[Collected data]
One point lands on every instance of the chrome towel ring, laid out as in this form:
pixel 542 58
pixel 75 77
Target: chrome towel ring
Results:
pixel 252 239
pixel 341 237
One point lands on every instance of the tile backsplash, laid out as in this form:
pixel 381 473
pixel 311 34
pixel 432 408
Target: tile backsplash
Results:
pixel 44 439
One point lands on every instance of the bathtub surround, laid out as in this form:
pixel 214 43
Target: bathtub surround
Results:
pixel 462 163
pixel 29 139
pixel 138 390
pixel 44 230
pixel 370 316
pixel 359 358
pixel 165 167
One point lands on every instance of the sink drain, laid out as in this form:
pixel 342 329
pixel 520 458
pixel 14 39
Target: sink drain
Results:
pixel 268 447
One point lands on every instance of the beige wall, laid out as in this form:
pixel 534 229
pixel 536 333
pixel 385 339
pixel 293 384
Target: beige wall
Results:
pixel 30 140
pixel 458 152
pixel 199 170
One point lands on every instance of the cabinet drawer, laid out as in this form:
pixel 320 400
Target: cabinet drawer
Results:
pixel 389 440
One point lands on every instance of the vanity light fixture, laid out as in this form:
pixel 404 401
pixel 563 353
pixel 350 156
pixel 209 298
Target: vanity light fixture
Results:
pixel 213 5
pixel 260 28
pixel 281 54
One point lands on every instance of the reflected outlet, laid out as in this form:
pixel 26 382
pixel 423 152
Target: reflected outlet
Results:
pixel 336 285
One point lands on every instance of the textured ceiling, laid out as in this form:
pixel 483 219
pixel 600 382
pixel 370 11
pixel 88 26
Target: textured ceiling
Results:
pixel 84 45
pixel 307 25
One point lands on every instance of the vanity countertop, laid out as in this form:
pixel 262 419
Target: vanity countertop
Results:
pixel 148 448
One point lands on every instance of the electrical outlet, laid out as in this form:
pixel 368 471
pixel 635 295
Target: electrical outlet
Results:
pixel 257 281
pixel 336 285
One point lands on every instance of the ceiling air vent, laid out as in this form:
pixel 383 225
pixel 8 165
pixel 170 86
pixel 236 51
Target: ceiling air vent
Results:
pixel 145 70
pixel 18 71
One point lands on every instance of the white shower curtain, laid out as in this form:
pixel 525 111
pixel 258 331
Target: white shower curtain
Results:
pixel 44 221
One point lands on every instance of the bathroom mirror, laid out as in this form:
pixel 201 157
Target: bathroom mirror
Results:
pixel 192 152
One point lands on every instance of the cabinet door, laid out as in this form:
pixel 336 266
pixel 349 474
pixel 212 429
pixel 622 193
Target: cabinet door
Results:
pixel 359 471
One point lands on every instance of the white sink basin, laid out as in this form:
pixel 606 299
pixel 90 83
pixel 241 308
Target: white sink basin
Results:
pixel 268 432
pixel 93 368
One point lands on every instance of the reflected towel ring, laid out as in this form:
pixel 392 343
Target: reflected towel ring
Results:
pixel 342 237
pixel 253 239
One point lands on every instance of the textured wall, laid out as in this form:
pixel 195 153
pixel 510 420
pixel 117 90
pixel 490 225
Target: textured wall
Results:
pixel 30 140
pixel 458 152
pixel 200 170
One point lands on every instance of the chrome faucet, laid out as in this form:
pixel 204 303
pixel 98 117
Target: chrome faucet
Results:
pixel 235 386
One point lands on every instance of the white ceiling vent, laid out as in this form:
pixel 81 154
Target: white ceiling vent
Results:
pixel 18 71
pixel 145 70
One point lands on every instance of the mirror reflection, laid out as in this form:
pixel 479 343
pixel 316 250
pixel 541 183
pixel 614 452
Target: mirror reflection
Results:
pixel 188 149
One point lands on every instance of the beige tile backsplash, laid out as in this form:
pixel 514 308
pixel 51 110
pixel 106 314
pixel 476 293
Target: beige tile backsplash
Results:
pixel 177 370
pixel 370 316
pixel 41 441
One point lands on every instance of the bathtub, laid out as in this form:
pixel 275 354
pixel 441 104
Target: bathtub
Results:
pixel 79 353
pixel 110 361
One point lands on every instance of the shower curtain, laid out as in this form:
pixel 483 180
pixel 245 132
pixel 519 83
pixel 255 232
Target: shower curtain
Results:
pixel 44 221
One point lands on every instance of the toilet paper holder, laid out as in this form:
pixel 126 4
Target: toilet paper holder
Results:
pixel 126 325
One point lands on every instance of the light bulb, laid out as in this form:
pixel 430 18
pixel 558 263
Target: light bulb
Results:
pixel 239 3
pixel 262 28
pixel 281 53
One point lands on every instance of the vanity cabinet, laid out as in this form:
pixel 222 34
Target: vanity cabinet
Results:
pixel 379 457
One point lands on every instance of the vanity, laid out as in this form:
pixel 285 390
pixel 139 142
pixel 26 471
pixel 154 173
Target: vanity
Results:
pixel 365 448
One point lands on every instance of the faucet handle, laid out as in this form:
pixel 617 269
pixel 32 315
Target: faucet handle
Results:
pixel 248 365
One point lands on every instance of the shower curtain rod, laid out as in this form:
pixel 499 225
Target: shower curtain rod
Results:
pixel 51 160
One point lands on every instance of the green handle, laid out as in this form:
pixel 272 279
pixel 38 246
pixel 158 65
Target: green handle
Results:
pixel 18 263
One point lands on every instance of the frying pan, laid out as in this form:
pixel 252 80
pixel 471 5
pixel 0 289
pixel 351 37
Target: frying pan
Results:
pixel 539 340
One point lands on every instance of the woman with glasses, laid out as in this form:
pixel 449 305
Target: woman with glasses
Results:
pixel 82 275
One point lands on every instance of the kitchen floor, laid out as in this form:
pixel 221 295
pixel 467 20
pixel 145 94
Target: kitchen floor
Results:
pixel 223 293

WHAT TO WORK ON –
Search the data for the string "curtain" and copy every line where it appears.

FINISHED TASK –
One point lands on every instance of the white shower curtain, laid out as in this form:
Target: white shower curtain
One point lands on every instance of the shower curtain, laid out as in this form:
Target: shower curtain
One point lands on every instance of the shower curtain rod, laid out as in this form:
Target: shower curtain rod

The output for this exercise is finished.